━━━━━ PASSAGE GIVEN ━━━━━

Leslie Cottle, Fine Artist, Glouchester, England
What were your challenges as an artist?
– Definitely, finding a focus. I didn’t feel very focused. I guess I just didn’t know how to sell art.
What did not being “focused” look like?
I guess I just wasn’t sure what I was doing. I just wanted to paint pictures but I wasn’t really sure. I did have some kind of subject matters I was pursuing but I just really wasn’t sure about why I was doing that or what I was doing it for. I just wanted to paint. I could get sidetracked into different kinds of painting or thinking what would suit certain kind of exhibition or what might help me to get noticed. So it was kind of like that kind of thinking which is all over the place.
– Is this the Royal Academy of Art in London?
– Yeah, so it’s just really dismaying. Art museums are using their brand, their reputation and they’re leveraging that to manipulate artists and it really pisses me off. And it’s my mission to make artists aware of this. Now look, if your art is just your hobby, go right ahead enter these contests if that’s what you wanna do but if you actually wanna sell your art, this is really the wrong way to go about it. You’re wasting a ton of money and some of my students have over the years spent upwards of over $25,000 not only on our contest fees but the shipping, the art supplies, the photography, the storage, the overhead and they’ve got nothing to show for it.
– And I even heard from a veteran, a disabled veteran who is living off a fixed income here in the United States and he’s desperate to make some money through his art so he thought that by entering contests, and through prestigious institutions like the Royal Academy of Art and also paying to have his art featured in art magazines that only artists read, that that would somehow do it for him and he maxed out his credit cards, he’s on disability and he’s living with his mother. He’s not a stupid man. He was just taken by some very sophisticated manipulation and he wasn’t aware that there actually is a way to sell your art. That’s why I’m so freaking strident about this.
What was your plan to sell your art?
– My thinking at this time last year was I should start thinking about entering the local version of the Royal Academy here which is the Royal West of England Academy. Thought maybe that was the route I should take to submit work to an establishment like that that’s got some prestige and then maybe my work would be noticed.
– Maybe. Hope marketing, I call that hope marketing.

━━━━━

Please repeat the interview beginning at the words "Leslie Cottle, Fine" and stopping after "Art in London?", but substitute "distracted" for "sidetracked".

━━━━━ SUPPLIED INFORMATION ━━━━━

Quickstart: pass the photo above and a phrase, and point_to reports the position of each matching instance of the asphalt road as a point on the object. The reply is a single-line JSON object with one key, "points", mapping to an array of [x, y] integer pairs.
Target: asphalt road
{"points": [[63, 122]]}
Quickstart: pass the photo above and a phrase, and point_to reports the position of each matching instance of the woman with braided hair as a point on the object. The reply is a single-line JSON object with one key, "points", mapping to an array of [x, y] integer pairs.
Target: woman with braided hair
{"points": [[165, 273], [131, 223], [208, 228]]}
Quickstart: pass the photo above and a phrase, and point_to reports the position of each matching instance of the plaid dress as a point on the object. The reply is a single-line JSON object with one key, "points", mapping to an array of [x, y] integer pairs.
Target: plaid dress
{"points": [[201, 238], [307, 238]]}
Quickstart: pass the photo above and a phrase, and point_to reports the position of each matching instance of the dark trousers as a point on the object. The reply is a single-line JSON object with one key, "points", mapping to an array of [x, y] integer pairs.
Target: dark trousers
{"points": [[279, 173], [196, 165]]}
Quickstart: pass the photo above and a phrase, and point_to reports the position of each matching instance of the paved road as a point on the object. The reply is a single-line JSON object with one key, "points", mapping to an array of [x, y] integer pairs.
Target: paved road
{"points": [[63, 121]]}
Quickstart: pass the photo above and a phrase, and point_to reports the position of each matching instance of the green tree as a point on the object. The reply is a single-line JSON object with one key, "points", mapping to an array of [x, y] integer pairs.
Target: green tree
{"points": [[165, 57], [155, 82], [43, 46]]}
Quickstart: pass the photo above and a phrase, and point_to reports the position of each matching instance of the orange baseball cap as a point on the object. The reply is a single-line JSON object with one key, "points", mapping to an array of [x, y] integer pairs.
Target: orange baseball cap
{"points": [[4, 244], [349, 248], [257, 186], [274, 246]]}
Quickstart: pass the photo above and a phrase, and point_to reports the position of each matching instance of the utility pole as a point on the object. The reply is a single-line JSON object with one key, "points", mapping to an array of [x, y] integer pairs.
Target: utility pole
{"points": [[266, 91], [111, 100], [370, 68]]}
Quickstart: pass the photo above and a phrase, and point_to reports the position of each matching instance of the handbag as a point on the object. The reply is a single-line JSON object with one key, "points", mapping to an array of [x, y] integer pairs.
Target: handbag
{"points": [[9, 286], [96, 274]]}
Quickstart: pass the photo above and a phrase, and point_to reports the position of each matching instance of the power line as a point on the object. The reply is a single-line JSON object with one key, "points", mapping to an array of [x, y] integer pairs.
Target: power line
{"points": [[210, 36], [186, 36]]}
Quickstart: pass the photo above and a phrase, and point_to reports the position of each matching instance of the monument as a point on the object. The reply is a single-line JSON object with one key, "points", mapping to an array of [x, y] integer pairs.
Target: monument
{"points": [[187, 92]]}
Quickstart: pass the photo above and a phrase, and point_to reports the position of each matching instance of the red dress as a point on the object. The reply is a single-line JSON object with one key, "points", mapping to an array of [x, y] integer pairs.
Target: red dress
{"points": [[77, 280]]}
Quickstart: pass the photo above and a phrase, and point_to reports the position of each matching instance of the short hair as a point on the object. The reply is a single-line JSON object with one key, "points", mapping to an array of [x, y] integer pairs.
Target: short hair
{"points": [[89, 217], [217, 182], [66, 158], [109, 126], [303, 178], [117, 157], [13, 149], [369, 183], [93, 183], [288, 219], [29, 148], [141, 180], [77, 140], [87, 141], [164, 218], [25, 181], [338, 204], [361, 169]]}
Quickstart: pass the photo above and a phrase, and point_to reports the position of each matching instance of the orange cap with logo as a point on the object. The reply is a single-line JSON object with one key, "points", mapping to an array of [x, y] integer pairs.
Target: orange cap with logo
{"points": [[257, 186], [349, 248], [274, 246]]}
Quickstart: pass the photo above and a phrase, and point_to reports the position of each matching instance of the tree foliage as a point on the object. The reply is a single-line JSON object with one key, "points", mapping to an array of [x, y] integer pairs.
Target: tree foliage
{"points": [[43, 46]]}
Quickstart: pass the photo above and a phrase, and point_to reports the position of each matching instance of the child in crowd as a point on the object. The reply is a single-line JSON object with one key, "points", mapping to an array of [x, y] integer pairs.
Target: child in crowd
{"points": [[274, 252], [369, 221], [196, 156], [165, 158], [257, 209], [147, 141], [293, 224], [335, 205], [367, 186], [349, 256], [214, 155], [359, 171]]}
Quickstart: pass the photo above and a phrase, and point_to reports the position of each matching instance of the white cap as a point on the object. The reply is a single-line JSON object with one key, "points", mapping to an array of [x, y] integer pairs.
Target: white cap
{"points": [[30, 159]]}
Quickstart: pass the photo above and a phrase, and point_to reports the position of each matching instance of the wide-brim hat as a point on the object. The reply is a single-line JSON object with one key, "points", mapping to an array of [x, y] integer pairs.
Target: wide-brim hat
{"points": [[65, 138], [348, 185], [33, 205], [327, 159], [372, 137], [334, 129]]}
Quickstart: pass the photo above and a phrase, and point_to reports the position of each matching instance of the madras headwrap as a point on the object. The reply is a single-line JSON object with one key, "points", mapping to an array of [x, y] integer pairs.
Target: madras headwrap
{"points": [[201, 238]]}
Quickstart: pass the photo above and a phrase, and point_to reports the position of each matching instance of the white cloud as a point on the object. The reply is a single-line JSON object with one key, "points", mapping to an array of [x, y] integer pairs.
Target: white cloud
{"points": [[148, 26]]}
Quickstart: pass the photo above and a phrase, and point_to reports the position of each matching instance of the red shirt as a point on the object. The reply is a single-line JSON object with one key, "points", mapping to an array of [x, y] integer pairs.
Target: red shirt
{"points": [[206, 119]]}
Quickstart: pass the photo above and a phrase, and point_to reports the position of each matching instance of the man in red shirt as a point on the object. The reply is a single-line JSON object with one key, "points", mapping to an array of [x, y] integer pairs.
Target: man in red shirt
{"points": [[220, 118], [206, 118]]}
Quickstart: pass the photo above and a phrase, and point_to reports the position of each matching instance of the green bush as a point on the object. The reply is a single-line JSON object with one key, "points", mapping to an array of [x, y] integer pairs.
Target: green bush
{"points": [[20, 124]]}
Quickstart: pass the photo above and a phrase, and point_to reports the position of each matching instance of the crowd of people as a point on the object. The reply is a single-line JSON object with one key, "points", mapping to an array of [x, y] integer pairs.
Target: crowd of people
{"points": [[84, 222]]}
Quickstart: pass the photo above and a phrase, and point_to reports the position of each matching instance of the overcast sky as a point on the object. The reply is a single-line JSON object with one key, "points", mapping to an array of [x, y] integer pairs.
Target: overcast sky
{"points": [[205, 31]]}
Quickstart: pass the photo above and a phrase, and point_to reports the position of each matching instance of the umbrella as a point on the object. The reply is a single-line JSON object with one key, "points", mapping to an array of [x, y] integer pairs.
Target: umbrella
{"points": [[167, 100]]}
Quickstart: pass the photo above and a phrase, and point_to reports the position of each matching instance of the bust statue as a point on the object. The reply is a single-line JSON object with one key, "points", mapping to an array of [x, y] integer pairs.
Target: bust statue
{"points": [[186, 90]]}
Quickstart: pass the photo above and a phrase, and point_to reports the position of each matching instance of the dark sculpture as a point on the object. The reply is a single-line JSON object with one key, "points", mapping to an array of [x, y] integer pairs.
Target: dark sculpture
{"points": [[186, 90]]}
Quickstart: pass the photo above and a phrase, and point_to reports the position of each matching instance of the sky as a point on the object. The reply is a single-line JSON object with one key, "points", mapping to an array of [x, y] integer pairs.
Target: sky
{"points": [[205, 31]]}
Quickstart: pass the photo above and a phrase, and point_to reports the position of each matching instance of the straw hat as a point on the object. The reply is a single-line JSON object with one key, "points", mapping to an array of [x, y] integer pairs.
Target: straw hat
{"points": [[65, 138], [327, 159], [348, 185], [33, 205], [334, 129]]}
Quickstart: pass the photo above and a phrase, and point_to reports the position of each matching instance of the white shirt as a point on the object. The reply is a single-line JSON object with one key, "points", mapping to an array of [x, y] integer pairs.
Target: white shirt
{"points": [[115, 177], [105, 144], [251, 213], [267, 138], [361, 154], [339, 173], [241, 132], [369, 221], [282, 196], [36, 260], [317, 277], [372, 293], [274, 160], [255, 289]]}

━━━━━

> **SOLUTION**:
Leslie Cottle, Fine Artist, Glouchester, England
What were your challenges as an artist?
– Definitely, finding a focus. I didn’t feel very focused. I guess I just didn’t know how to sell art.
What did not being “focused” look like?
I guess I just wasn’t sure what I was doing. I just wanted to paint pictures but I wasn’t really sure. I did have some kind of subject matters I was pursuing but I just really wasn’t sure about why I was doing that or what I was doing it for. I just wanted to paint. I could get distracted into different kinds of painting or thinking what would suit certain kind of exhibition or what might help me to get noticed. So it was kind of like that kind of thinking which is all over the place.
– Is this the Royal Academy of Art in London?